## Start

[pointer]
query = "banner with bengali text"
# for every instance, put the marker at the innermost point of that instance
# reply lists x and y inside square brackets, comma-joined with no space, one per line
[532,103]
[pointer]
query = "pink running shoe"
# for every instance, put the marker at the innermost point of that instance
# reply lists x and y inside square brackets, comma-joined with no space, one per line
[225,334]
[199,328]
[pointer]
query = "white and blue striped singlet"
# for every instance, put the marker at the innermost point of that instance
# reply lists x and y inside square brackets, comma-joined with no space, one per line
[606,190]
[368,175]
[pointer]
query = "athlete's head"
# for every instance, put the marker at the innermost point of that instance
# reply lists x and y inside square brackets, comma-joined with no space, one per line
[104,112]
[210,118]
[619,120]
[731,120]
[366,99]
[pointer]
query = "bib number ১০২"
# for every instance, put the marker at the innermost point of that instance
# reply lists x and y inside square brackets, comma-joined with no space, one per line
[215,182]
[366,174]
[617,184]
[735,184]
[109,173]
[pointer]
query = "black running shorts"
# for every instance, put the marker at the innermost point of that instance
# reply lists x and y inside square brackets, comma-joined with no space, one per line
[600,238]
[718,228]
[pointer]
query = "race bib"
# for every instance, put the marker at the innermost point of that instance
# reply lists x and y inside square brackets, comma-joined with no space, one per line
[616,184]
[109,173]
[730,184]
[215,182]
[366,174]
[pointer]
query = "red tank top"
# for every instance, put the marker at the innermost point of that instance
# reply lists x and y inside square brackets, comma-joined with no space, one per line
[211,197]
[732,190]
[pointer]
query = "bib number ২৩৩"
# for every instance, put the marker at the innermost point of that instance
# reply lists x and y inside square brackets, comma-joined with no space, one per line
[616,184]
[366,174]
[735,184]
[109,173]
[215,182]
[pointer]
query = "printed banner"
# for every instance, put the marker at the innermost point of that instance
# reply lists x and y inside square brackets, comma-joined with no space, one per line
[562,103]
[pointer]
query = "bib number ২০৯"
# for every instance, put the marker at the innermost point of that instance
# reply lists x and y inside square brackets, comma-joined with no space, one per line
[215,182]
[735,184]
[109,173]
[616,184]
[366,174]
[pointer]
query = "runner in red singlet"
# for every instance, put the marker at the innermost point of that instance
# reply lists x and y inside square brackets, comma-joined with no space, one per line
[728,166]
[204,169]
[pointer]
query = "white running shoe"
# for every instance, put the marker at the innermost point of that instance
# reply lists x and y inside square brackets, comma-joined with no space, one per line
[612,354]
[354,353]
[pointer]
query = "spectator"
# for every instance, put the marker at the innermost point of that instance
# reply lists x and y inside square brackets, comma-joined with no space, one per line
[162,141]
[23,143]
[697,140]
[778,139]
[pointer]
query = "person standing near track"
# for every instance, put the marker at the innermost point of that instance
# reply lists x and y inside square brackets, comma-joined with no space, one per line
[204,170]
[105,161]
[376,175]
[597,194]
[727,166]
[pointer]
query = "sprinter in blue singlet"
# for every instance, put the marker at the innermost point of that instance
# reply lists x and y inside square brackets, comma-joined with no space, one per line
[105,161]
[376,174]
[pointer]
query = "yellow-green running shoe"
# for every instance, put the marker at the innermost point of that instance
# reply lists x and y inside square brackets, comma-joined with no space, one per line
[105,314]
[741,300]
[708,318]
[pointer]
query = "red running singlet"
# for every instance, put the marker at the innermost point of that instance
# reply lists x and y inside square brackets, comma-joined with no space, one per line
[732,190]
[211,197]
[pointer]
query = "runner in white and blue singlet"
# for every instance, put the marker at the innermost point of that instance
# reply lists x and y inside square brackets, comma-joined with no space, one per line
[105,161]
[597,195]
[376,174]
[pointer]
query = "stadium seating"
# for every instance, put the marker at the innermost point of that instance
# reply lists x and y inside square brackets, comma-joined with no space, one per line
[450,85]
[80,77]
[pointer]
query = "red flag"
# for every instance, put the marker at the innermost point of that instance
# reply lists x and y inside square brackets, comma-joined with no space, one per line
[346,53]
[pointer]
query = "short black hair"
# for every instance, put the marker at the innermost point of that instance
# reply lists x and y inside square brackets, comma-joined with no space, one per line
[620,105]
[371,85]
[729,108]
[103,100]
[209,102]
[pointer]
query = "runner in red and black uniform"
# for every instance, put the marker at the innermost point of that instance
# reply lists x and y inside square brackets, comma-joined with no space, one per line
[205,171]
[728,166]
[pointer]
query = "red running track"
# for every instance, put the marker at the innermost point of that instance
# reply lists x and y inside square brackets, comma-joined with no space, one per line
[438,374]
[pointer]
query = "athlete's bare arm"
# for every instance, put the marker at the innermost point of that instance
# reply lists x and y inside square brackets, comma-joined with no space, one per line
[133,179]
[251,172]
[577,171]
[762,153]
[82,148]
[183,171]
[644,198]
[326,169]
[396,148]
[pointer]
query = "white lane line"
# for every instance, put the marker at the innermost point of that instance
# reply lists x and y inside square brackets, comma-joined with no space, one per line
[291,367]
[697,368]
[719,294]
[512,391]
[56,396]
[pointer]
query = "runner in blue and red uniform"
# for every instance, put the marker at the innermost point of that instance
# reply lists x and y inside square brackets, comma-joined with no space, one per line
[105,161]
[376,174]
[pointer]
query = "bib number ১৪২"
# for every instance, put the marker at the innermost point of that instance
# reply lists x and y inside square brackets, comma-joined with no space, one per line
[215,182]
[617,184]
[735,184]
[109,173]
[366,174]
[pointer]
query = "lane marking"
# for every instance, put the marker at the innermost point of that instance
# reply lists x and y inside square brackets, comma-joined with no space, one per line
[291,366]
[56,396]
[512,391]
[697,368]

## End

Transcribe the material above word for word.

* _The completed task_:
[pointer]
query = "banner with bengali text"
# for every instance, put the marker at the innermost point of that instance
# reply lists x and y inside square brackets, comma-joined with no space, one per line
[532,103]
[pointer]
query = "pink running shoe"
# for every instance, put the marker at the innermost point of that instance
# reply lists x and y inside square brackets, comma-joined with no space, one per line
[225,334]
[199,328]
[pointer]
query = "white and blue striped singlet"
# for every instance, put the marker at the innermost point of that instance
# reply lists x and y inside square brackets, comma-joined with no space, one per line
[606,190]
[368,175]
[pointer]
query = "athlete's head"
# for every instance, put the marker at the innermost point of that instance
# reply lists x and y inside square brackets, comma-joined with no space, one per line
[104,112]
[210,118]
[619,120]
[731,120]
[366,99]
[pointer]
query = "bib number ১০২"
# for every instance, put the marker at the innermost point of that instance
# reply lists x and y inside square brackets, comma-joined with no space, one per line
[215,182]
[366,174]
[617,184]
[735,184]
[109,173]
[pointer]
query = "black running shorts"
# for every instance, put the marker at the innermost point of that instance
# reply lists x and y inside square brackets, comma-joined with no space, one per line
[600,238]
[718,228]
[pointer]
query = "race bib"
# for every instance, put the marker at the innermost point of that instance
# reply lists x and y inside square brackets, comma-joined with no space, one per line
[616,184]
[109,173]
[730,184]
[215,182]
[366,174]
[pointer]
query = "red tank top"
# for every instance, put the marker at the innermost point of that instance
# reply lists x and y inside square brackets, comma-joined with no space, one per line
[211,197]
[732,190]
[pointer]
query = "bib number ২৩৩"
# for every instance, put the marker at the innermost point of that instance
# reply lists x and y inside square brackets, comma-joined with no space, one per line
[616,184]
[366,174]
[735,184]
[109,173]
[215,182]
[pointer]
query = "printed banner"
# for every instance, put the marker at the innermost point of that instance
# reply lists x and y inside square brackets, comma-joined with no space, one per line
[562,103]
[pointer]
query = "bib number ২০৯"
# for every instance, put the marker at the innermost point of that instance
# reply lists x and y inside square brackets, comma-joined with no space, one per line
[215,182]
[735,184]
[109,173]
[616,184]
[366,174]
[pointer]
query = "runner in red singlet"
# for every instance, put the marker at the innermost point of that instance
# reply lists x and y inside square brackets, comma-joined with no space, one per line
[728,166]
[204,169]
[pointer]
query = "white running shoe"
# for every instance, put the marker at the innermost point of that instance
# reply lists x and y inside square brackets, comma-joined with no space, one per line
[612,354]
[354,353]
[pointer]
query = "spectator"
# for every instance, put the marker at the innermost point of that instance
# reply lists x and y inside square brackets, comma-joined with no space, one per line
[162,141]
[23,143]
[697,140]
[778,139]
[pointer]
query = "person standing near track"
# for every instance, put the marker at the innermost point of that instance
# reply lists x and y inside square brackets, comma-joined with no space, one per line
[204,170]
[105,161]
[376,175]
[597,194]
[727,166]
[pointer]
query = "sprinter in blue singlet"
# for every instance, put the marker at the innermost point of that instance
# reply lists x and y inside square brackets, comma-joined with no space, one per line
[105,161]
[376,174]
[pointer]
query = "yellow-green running shoe"
# for every instance, put the marker at the innermost point of that instance
# reply lists x and y inside square brackets, comma-joined with no space, one per line
[105,314]
[741,300]
[708,318]
[pointer]
query = "red running singlet"
# for every instance, put the marker at the innermost point of that instance
# reply lists x and y inside square brackets, comma-joined with no space, one per line
[732,190]
[211,197]
[pointer]
query = "runner in white and blue singlet"
# for every instance, put the marker at the innermost point of that instance
# reply lists x and y inside square brackets, comma-joined with no space, one per line
[105,161]
[597,195]
[376,174]
[pointer]
query = "stadium seating"
# for every instance, put the marker at the innermost point of that instance
# reply lists x and y inside square brackets, comma-joined with no space, one per line
[450,85]
[80,77]
[pointer]
query = "red flag"
# for every instance, put the marker at the innermost point of that instance
# reply lists x and y inside square brackets, comma-joined with no space, one per line
[346,53]
[pointer]
query = "short black hair"
# for every instance, put the marker at the innermost point of that instance
# reply lists x and y inside square brackets, comma-joined with no space, one per line
[620,105]
[371,85]
[729,108]
[103,100]
[209,102]
[pointer]
query = "runner in red and black uniform"
# for every instance, put the marker at the innermost point of that instance
# reply lists x and y inside square brackets, comma-joined with no space, one per line
[205,171]
[728,166]
[pointer]
query = "red running track"
# for every instance, put the marker at the innermost point of that instance
# reply lists x and y inside square brackets, comma-joined with no space, one per line
[438,374]
[pointer]
query = "athlete's bare arm"
# for every instance, put the marker at the innermost point of that instance
# reply lists x and y inside square brackets, comma-joined with no space, one per line
[133,179]
[251,172]
[577,171]
[762,153]
[82,148]
[183,171]
[644,198]
[326,169]
[396,148]
[pointer]
query = "white lane line"
# for every instance, put the marker at the innermost point of that instance
# reply lists x and y inside square brackets, comma-joined with no space, one per line
[291,367]
[697,368]
[719,294]
[512,391]
[56,396]
[pointer]
query = "runner in blue and red uniform"
# for every instance, put the marker at the innermost point of that instance
# reply lists x and y inside square brackets, comma-joined with no space, one per line
[105,161]
[376,174]
[pointer]
query = "bib number ১৪২"
# for every instance, put the marker at the innermost point of that instance
# reply lists x and y inside square brackets, comma-joined with no space, one per line
[215,182]
[617,184]
[735,184]
[109,173]
[366,174]
[pointer]
query = "lane marking"
# for every instance, put the marker at the innermost point of that instance
# reply lists x and y inside square brackets, comma-joined with no space, one per line
[291,366]
[56,396]
[512,391]
[697,368]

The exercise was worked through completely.